• _YOUR GOAL_
Reproduce the data below verbatim, everything from its first line down to the line containing "(1078, 397)", both ends included. Leave the pictures out of your answer.
════════════════
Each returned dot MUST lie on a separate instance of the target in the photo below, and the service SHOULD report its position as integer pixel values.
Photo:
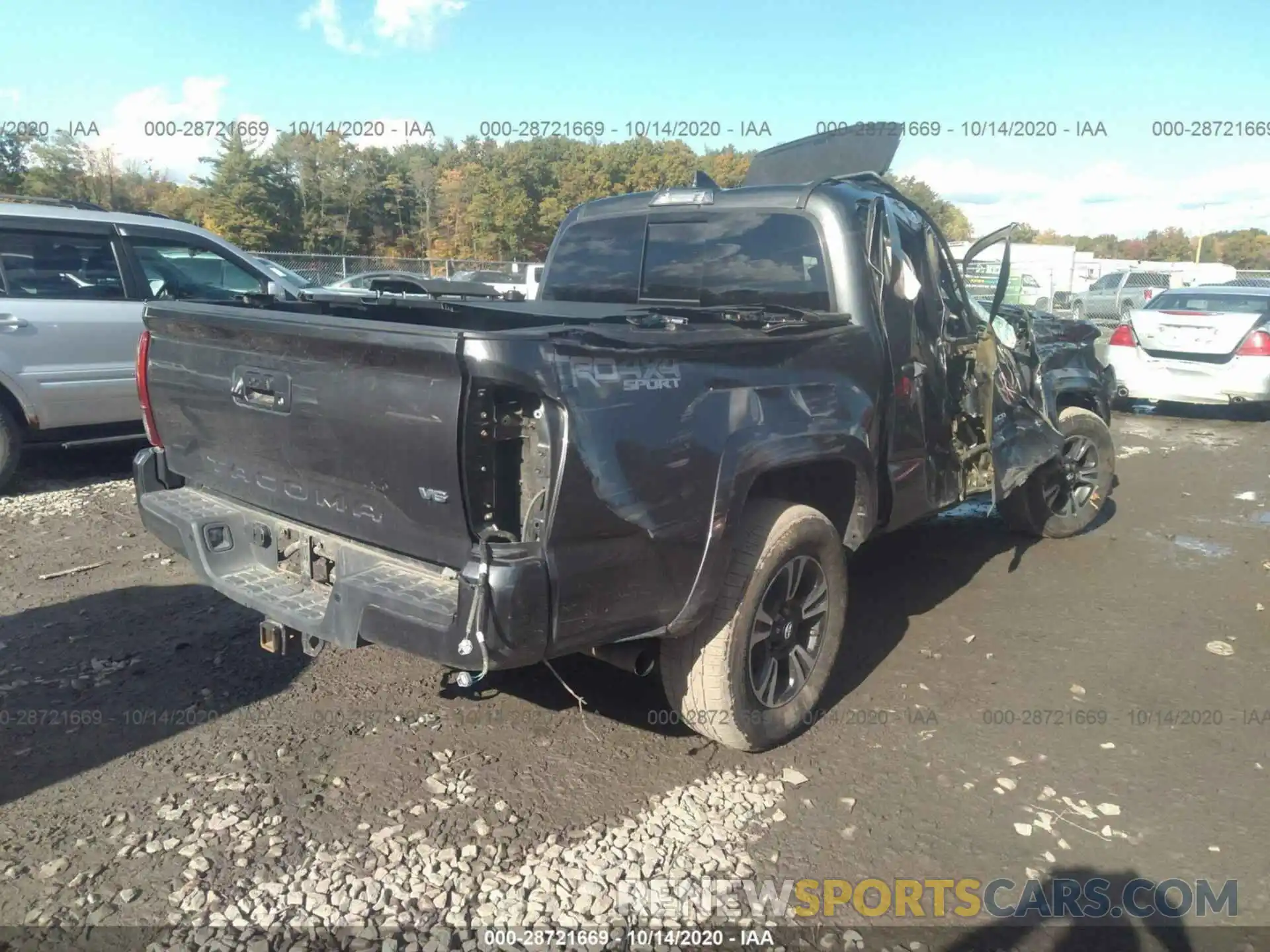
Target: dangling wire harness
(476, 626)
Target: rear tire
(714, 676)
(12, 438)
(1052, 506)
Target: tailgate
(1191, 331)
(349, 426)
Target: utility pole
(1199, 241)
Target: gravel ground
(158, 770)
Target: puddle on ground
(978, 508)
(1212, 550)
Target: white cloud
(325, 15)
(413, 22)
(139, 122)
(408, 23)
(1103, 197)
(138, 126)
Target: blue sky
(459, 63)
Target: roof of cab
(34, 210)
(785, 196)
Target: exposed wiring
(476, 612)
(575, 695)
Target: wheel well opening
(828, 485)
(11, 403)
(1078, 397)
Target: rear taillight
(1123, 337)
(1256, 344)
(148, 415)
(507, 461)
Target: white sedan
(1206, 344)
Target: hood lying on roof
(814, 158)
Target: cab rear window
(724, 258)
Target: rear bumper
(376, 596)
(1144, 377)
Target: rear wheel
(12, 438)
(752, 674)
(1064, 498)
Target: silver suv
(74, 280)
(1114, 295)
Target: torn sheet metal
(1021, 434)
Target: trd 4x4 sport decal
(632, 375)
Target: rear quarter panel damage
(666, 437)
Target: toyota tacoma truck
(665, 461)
════════════════
• _ANSWER TO THE PROBLEM_
Each returned dot MUST lie on a separate instance of the target in the photo below, and the service SHOULD report its position as integer pixel values.
Photo:
Target: dangling wire harness
(476, 626)
Target: rear tire
(714, 676)
(12, 438)
(1052, 506)
Target: tailgate
(1191, 331)
(349, 426)
Target: utility pole
(1199, 241)
Target: gravel ground
(158, 770)
Target: puddle on ground
(978, 508)
(1212, 550)
Target: white cloud
(325, 15)
(413, 22)
(139, 122)
(408, 23)
(1103, 197)
(138, 126)
Target: blue sky
(459, 63)
Target: roof of cab
(34, 210)
(785, 196)
Target: exposed wiring
(476, 612)
(575, 695)
Target: wheel well opening
(828, 485)
(11, 403)
(1078, 397)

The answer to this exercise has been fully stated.